> _What you are asked to do_: Print the material below line for line without changing a single character.

::: Records for the task :::

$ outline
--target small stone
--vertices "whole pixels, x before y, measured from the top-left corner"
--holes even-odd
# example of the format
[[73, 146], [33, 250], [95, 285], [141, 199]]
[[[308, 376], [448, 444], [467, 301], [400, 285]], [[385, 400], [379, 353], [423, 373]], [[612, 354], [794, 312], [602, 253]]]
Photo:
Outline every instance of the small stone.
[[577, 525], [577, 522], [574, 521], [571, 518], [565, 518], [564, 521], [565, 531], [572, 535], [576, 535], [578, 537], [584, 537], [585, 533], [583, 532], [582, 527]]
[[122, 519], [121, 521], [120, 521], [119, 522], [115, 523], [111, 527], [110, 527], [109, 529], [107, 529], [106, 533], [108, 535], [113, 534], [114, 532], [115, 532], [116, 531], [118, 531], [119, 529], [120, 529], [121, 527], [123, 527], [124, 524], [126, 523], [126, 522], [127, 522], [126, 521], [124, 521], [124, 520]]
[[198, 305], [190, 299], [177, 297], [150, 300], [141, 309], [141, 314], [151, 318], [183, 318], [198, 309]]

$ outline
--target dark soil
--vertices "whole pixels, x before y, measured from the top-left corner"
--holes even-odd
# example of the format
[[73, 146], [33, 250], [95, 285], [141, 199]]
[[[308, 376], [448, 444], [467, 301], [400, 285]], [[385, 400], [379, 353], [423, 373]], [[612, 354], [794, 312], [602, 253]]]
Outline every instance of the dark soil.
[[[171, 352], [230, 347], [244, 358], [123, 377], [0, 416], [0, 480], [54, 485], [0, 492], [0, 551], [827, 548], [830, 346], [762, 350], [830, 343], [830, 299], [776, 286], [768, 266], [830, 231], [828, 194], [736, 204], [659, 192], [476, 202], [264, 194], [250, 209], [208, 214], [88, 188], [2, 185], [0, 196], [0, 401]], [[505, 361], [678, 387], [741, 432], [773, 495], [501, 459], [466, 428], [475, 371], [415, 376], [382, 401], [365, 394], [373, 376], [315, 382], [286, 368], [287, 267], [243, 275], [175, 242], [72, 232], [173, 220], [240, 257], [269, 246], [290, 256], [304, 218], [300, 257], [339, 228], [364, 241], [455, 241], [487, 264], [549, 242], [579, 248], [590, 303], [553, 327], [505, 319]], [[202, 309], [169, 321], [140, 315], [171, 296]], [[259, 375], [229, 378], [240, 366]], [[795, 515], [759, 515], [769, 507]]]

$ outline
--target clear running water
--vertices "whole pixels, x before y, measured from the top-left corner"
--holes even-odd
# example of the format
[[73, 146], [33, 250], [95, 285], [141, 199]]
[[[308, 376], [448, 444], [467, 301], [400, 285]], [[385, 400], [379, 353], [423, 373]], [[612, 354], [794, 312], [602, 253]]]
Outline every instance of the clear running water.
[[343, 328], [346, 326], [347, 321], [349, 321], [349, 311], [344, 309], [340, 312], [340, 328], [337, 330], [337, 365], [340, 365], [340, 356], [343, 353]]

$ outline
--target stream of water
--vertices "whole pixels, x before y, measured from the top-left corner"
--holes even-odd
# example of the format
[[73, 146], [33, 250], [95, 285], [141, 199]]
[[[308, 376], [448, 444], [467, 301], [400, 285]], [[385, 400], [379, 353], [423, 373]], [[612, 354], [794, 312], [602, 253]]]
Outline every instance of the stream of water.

:::

> _Exercise result_:
$ outline
--target small stone
--vertices "whole pixels, x before y, measured from the top-left corner"
--holes even-odd
# example of the format
[[73, 146], [33, 250], [95, 285], [141, 199]]
[[[308, 376], [448, 444], [467, 301], [400, 285]], [[385, 400], [379, 353], [423, 373]], [[612, 354], [794, 312], [602, 253]]]
Photo:
Outline every instance of the small stone.
[[577, 525], [577, 522], [574, 521], [571, 518], [565, 518], [564, 521], [565, 531], [572, 535], [576, 535], [578, 537], [584, 537], [585, 533], [583, 532], [582, 527]]
[[122, 519], [121, 521], [120, 521], [119, 522], [115, 523], [111, 527], [110, 527], [109, 529], [107, 529], [106, 533], [108, 535], [113, 534], [114, 532], [115, 532], [116, 531], [118, 531], [119, 529], [120, 529], [121, 527], [123, 527], [124, 524], [126, 523], [126, 522], [127, 522], [126, 521], [124, 521], [124, 520]]
[[198, 305], [190, 299], [177, 297], [150, 300], [141, 309], [141, 314], [151, 318], [183, 318], [198, 309]]

$ outline
--target dark soil
--vertices "whole pixels, x before y, measured from the top-left corner"
--holes even-odd
# example of the format
[[73, 146], [33, 250], [95, 285], [141, 199]]
[[[308, 376], [448, 444], [467, 301], [400, 285]], [[385, 400], [379, 353], [423, 373]], [[612, 354], [794, 312], [602, 253]]]
Outline every instance of the dark soil.
[[[171, 352], [230, 347], [244, 358], [123, 377], [0, 416], [0, 480], [54, 485], [0, 492], [0, 551], [827, 548], [830, 346], [762, 350], [830, 343], [830, 299], [776, 286], [768, 266], [830, 231], [828, 194], [736, 204], [659, 192], [476, 202], [264, 194], [250, 209], [208, 214], [88, 188], [2, 185], [0, 196], [0, 401]], [[505, 361], [678, 387], [741, 432], [773, 495], [501, 459], [466, 428], [475, 371], [415, 376], [382, 401], [365, 394], [373, 376], [315, 382], [286, 368], [287, 267], [243, 275], [175, 242], [72, 232], [173, 220], [240, 257], [269, 246], [290, 256], [304, 218], [300, 257], [339, 228], [364, 241], [455, 241], [487, 264], [549, 242], [579, 248], [590, 303], [553, 327], [505, 319]], [[202, 309], [169, 321], [140, 315], [171, 296]], [[259, 375], [229, 378], [240, 366]], [[795, 515], [759, 515], [769, 507]]]

$ outline
--target clear running water
--vertices "whole pixels, x before y, measured from the top-left corner"
--holes even-odd
# example of the format
[[73, 146], [33, 250], [95, 285], [141, 199]]
[[[308, 376], [448, 444], [467, 301], [400, 285]], [[385, 400], [379, 353], [423, 373]], [[612, 354], [794, 312], [602, 253]]]
Outline every instance of the clear running water.
[[343, 328], [346, 326], [347, 321], [349, 321], [349, 311], [344, 309], [340, 312], [340, 328], [337, 330], [337, 365], [340, 365], [340, 356], [343, 353]]

$ outline
--target stream of water
--vertices "whole pixels, x before y, measured from the top-left corner"
--holes even-odd
# example of the format
[[73, 146], [33, 250], [95, 285], [141, 199]]
[[[308, 376], [448, 444], [467, 301], [400, 285]], [[385, 400], [379, 353], [423, 373]], [[612, 354], [794, 312], [602, 253]]]
Outline every instance of the stream of water.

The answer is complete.